== SET TASK ==
Please reproduce every one of the records below word for word, without changing any character.

== SOURCE DATA ==
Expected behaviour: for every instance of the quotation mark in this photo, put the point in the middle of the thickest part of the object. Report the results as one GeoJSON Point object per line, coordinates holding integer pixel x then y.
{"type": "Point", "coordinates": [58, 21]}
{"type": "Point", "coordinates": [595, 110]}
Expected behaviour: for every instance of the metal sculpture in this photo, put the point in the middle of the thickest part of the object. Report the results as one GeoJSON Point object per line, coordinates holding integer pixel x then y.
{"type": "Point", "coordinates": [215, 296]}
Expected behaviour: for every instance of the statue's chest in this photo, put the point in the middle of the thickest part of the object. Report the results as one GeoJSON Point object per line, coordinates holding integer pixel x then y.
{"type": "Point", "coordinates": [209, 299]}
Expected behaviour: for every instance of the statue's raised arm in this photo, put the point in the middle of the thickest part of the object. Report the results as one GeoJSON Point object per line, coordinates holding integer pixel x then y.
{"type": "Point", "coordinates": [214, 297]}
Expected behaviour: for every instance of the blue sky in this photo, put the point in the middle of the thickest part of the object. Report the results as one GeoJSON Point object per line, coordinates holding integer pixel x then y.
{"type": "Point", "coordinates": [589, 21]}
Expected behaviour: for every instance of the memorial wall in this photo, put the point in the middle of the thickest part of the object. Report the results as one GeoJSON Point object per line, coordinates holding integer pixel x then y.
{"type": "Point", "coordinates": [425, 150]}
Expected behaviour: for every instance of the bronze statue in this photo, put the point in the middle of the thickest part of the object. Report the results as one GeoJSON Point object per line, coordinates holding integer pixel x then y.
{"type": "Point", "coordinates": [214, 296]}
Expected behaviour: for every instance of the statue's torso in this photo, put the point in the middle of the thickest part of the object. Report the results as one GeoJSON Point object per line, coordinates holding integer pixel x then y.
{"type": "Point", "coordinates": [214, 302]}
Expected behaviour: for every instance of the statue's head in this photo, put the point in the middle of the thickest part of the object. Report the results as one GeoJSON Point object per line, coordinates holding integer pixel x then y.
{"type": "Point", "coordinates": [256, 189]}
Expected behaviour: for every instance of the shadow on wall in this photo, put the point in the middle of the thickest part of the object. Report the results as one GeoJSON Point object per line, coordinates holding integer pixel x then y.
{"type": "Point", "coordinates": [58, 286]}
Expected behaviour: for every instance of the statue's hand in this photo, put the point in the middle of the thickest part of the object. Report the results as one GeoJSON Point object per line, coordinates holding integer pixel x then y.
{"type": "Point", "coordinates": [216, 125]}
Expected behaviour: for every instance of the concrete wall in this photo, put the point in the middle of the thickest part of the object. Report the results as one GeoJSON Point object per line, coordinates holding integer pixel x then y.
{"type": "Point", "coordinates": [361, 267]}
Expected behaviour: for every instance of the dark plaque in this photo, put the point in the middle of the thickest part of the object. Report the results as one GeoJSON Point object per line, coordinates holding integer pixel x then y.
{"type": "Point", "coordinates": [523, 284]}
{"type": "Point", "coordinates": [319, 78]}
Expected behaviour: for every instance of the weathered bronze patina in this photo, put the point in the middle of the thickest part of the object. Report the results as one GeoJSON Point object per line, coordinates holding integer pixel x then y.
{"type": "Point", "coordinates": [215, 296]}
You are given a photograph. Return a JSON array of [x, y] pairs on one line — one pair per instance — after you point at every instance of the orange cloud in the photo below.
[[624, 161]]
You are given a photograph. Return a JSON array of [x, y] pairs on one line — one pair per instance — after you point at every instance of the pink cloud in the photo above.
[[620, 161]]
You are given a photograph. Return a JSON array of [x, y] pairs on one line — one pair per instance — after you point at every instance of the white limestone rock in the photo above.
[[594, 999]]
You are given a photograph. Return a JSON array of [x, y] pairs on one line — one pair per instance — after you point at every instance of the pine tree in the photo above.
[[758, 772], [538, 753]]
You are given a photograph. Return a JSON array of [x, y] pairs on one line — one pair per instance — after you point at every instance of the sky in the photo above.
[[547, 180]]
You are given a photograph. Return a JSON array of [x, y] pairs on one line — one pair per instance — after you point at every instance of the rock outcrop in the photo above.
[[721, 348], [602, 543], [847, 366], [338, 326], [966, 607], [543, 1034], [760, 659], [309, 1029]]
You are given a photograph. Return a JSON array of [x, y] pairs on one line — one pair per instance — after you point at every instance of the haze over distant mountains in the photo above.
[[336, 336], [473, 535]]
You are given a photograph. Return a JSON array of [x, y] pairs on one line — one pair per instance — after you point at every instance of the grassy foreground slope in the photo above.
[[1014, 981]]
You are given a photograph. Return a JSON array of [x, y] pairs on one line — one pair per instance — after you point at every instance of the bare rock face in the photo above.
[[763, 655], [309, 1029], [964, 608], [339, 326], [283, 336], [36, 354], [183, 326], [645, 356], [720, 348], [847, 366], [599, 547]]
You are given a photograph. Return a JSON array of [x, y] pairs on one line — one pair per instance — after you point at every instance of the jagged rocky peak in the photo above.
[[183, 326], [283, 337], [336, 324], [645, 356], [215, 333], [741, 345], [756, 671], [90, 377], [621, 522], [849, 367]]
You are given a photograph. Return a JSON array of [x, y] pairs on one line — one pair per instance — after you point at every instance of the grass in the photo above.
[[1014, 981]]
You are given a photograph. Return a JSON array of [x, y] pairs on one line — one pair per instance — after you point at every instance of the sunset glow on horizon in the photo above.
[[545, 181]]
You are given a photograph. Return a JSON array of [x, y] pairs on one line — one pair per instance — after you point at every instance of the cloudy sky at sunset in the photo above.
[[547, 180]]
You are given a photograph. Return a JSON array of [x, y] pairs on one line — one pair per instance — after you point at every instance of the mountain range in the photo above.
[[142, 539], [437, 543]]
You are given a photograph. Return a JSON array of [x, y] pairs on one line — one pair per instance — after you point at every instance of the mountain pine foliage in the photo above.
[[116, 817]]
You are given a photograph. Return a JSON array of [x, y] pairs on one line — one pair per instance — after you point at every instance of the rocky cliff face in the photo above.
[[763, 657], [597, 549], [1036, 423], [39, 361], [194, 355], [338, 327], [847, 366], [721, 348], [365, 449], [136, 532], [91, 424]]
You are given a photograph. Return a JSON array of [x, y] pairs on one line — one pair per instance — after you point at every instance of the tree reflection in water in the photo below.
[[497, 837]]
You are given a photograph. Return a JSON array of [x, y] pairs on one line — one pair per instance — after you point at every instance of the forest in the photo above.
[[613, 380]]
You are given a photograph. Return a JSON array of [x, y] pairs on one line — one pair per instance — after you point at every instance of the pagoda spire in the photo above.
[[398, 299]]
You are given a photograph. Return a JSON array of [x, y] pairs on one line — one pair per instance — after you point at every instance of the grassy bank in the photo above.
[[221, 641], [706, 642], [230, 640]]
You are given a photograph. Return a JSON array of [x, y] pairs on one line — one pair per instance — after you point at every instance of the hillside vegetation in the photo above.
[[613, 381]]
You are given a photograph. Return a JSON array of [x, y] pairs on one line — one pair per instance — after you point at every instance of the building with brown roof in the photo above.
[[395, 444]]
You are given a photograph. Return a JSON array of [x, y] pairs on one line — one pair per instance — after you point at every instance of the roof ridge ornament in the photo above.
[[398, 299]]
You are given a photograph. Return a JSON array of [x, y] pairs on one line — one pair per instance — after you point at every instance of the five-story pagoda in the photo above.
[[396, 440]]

== COMPLETED TASK ==
Expected behaviour: for every instance of the quotation mark in this photo, put the point in the middle of the thickest part of the object. Report the results as one GeoJSON Point object per line, coordinates holding integer pixel x then y.
{"type": "Point", "coordinates": [58, 21]}
{"type": "Point", "coordinates": [595, 110]}
Expected behaviour: for every instance of the metal sculpture in this photo, put the point in the middle of the thickest part of the object. Report the results as one GeoJSON Point object per line, coordinates holding integer pixel x then y.
{"type": "Point", "coordinates": [215, 296]}
Expected behaviour: for every instance of the statue's chest in this photo, put the point in the middle of the thickest part of the object. Report the results as one GeoJSON Point object per line, coordinates holding integer pixel x then y.
{"type": "Point", "coordinates": [209, 299]}
Expected behaviour: for every instance of the statue's raised arm in this photo, put the point in the middle of the thickest part of the object. Report the results as one GeoJSON Point object per line, coordinates holding integer pixel x then y.
{"type": "Point", "coordinates": [214, 297]}
Expected behaviour: for every instance of the blue sky in this photo, put the point in the middle of the thickest part of the object. Report the results as one GeoJSON Point object per line, coordinates holding integer pixel x then y.
{"type": "Point", "coordinates": [589, 21]}
Expected behaviour: for every instance of the memorial wall in this photo, put the point in the middle of the thickest part of the object. Report the results as one GeoJSON Point object per line, coordinates holding integer pixel x then y.
{"type": "Point", "coordinates": [425, 150]}
Expected behaviour: for every instance of the bronze statue in this photo, put the point in the middle of the thickest part of the object. Report the results as one GeoJSON Point object per line, coordinates holding integer pixel x then y.
{"type": "Point", "coordinates": [214, 296]}
Expected behaviour: for every instance of the statue's torso in this photo, put the point in the middle of the thickest part of the object. Report the results as one GeoJSON Point object per line, coordinates holding integer pixel x then y.
{"type": "Point", "coordinates": [214, 302]}
Expected behaviour: for every instance of the statue's head in this photo, put the point in the middle of the thickest part of the object. Report the results as one GeoJSON Point object per line, coordinates holding integer pixel x then y.
{"type": "Point", "coordinates": [256, 189]}
Expected behaviour: for every instance of the shadow on wall in this photo, put the point in the middle of the thickest part of the object. Report the results as one GeoJSON Point object per line, coordinates holding integer pixel x then y.
{"type": "Point", "coordinates": [58, 286]}
Expected behaviour: for every instance of the statue's hand in this photo, put the point in the middle of the thickest part of the object. Report the results as one GeoJSON Point object per line, coordinates holding integer pixel x then y.
{"type": "Point", "coordinates": [216, 125]}
Expected behaviour: for every instance of the concrete wall in this photo, put the point in the middle of the thickest part of the object. Report the results as one GeoJSON Point object per line, coordinates holding integer pixel x then y.
{"type": "Point", "coordinates": [361, 267]}
Expected behaviour: for every instance of the dark plaque in this photo, put the point in the middle of the thickest part of the object. Report the results as one GeoJSON Point object per line, coordinates holding integer pixel x then y.
{"type": "Point", "coordinates": [523, 284]}
{"type": "Point", "coordinates": [319, 78]}
Expected behaviour: for every instance of the weathered bronze patina in this photo, put the point in the middle of the thickest part of the object. Report the results as one GeoJSON Point object per line, coordinates holding integer pixel x then y.
{"type": "Point", "coordinates": [215, 296]}
You are given a photograph. Return a JSON array of [x, y] pairs on one line — one pair per instance — after you point at every instance of the orange cloud in the photo below.
[[624, 161]]
You are given a photograph. Return a JSON array of [x, y] pairs on one line — one pair per instance — after you point at every instance of the pink cloud in the photo above.
[[620, 161]]
You are given a photograph. Return a JSON array of [x, y] pairs on one line — one pair per instance — after you point at every instance of the white limestone rock in the photo above.
[[594, 999]]
You are given a photograph. Return a JSON array of [x, y] pairs on one line — one pair per instance — after you point at every instance of the pine tree in the photo above.
[[758, 772], [538, 753]]
You are given a photograph. Return a JSON array of [x, y] pairs on one line — one pair per instance — after you point at every instance of the sky in the photo above.
[[547, 180]]
You are given a photograph. Return a JSON array of [x, y] pairs on one line — one pair per instance — after you point at every instance of the rock outcrop in the photo above.
[[721, 348], [602, 543], [847, 366], [338, 326], [966, 607], [543, 1034], [760, 659], [309, 1029]]
You are given a photograph. Return a JSON array of [x, y] pairs on one line — one pair per instance — after you point at every instance of the haze over distant mountains in the photo above.
[[336, 336], [473, 535]]
You are given a photograph. Return a JSON array of [x, y] pairs on one line — one pair per instance — after you point at every instance of the grassy foreground slope in the photo above.
[[1014, 981]]
You are given a photograph. Return a JSON array of [x, y] pairs on one line — one pair per instance — after you point at every instance of the bare rock face in the photo above.
[[763, 655], [309, 1029], [964, 608], [339, 326], [283, 336], [36, 354], [183, 326], [645, 356], [720, 348], [847, 366], [599, 547]]
You are given a photograph. Return a JSON array of [x, y] pairs on one line — one pair per instance — after you point at every instance of the jagged rocky peak in the photo above.
[[183, 326], [283, 337], [336, 324], [645, 356], [215, 333], [741, 345], [756, 671], [90, 377], [621, 522], [849, 367]]
You are given a photograph. Return a JSON array of [x, y] pairs on one line — one pair per instance — after you point at every instance of the grass in the photo above.
[[1014, 981]]
You are given a photograph. Return a JSON array of [x, y] pairs on one line — one pair per instance — after you point at every instance of the sunset glow on horizon in the photo above.
[[545, 181]]
You are given a photograph. Return a JSON array of [x, y] pairs on one line — one pair per instance — after you point at every instance of the cloudy sky at sunset in the photo above.
[[547, 180]]
You are given a photograph. Return a JSON array of [x, y] pairs on one line — one pair per instance — after you point at every instance of the mountain range in the photo above.
[[142, 539], [437, 543]]
You are given a photograph. Return a JSON array of [x, y] pairs on one line — one pair per instance — after you point at every instance of the mountain pine foliage in the photo above.
[[116, 817]]
You are given a photograph. Return a JSON array of [x, y] pairs on one line — one pair per instance — after you point at every instance of the rocky cliff face in the photo above.
[[763, 657], [597, 549], [1036, 423], [39, 361], [194, 355], [338, 327], [847, 366], [721, 348], [365, 449], [136, 532], [91, 424]]
You are given a photograph. Return a JSON array of [x, y] pairs on one line — one pair per instance — after you point at every instance of the tree reflection in water in the photo below.
[[497, 837]]
You are given a photograph. Return a JSON array of [x, y] pairs on one line — one pair per instance — after you point at every instance of the forest in the photo above.
[[613, 380]]
You are given a photograph. Return a JSON array of [x, y] pairs on one line — one pair per instance — after you point at every instance of the pagoda spire in the photo above.
[[398, 299]]
You are given a photograph. Return a JSON array of [x, y] pairs on one line — one pair per instance — after you point at every instance of the grassy bank in the photo above.
[[221, 641], [706, 642], [230, 640]]
You are given a photograph. Return a JSON array of [x, y] pairs on one line — one pair per instance — after you point at every instance of the hillside vegetation in the photo above.
[[613, 381]]
You are given a photograph. Return a JSON array of [x, y] pairs on one line — one pair per instance — after you point at every instance of the building with brown roof in the photo above.
[[395, 444]]
You are given a photograph. Return a JSON array of [x, y] pairs on one line — one pair per instance — after you point at every instance of the roof ridge ornament in the photo above.
[[398, 299]]
You are given a photograph. Return a JSON array of [x, y] pairs on one line — one pair per instance — after you point at every instance of the five-story pagoda in the photo above.
[[396, 440]]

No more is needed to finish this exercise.